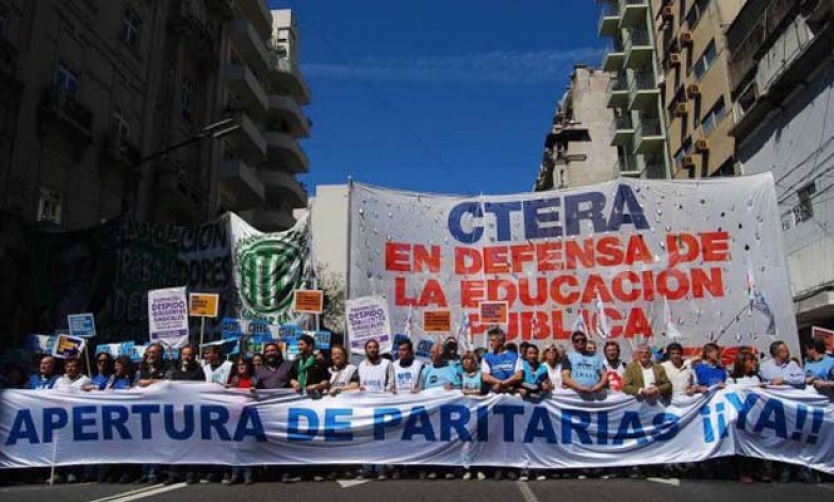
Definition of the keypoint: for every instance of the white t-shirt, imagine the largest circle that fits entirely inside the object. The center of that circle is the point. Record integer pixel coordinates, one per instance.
(67, 385)
(406, 379)
(376, 377)
(220, 375)
(682, 378)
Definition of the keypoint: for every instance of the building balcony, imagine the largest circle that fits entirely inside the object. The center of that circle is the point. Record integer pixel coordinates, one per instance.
(648, 136)
(622, 131)
(249, 45)
(61, 106)
(242, 181)
(638, 49)
(285, 109)
(258, 13)
(617, 92)
(269, 219)
(633, 13)
(243, 83)
(609, 20)
(285, 187)
(251, 144)
(286, 75)
(284, 153)
(643, 92)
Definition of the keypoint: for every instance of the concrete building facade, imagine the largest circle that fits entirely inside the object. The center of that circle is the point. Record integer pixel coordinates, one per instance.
(88, 90)
(782, 75)
(639, 127)
(577, 150)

-*-*-

Drop the pictures and reproduce the rest of the entries above exactly.

Definition of the keypoint: for every instance of the white t-shirt, imagine the largest circle that fits entirely inside the object. The center of that circle is the point. Record integer pixel coordinates, one per instance.
(67, 385)
(406, 379)
(376, 377)
(220, 375)
(682, 378)
Definition of the keypoint: for every instance of the building balcony, imagine the largest circle that fits entirely inside the object. The center of that circle is the point. Record integer pixel coordinates, one per instance.
(648, 136)
(622, 131)
(249, 45)
(61, 106)
(242, 181)
(638, 49)
(285, 109)
(258, 13)
(617, 92)
(269, 219)
(633, 13)
(243, 83)
(609, 20)
(285, 187)
(251, 144)
(286, 75)
(284, 153)
(643, 92)
Definition of the keypoint: for every instance of the concrete building facade, imagine the largest circle that fits entirely inside the object. The center of that circle is the point. Record integer pixel coordinates, one per instance.
(88, 90)
(782, 75)
(639, 127)
(577, 150)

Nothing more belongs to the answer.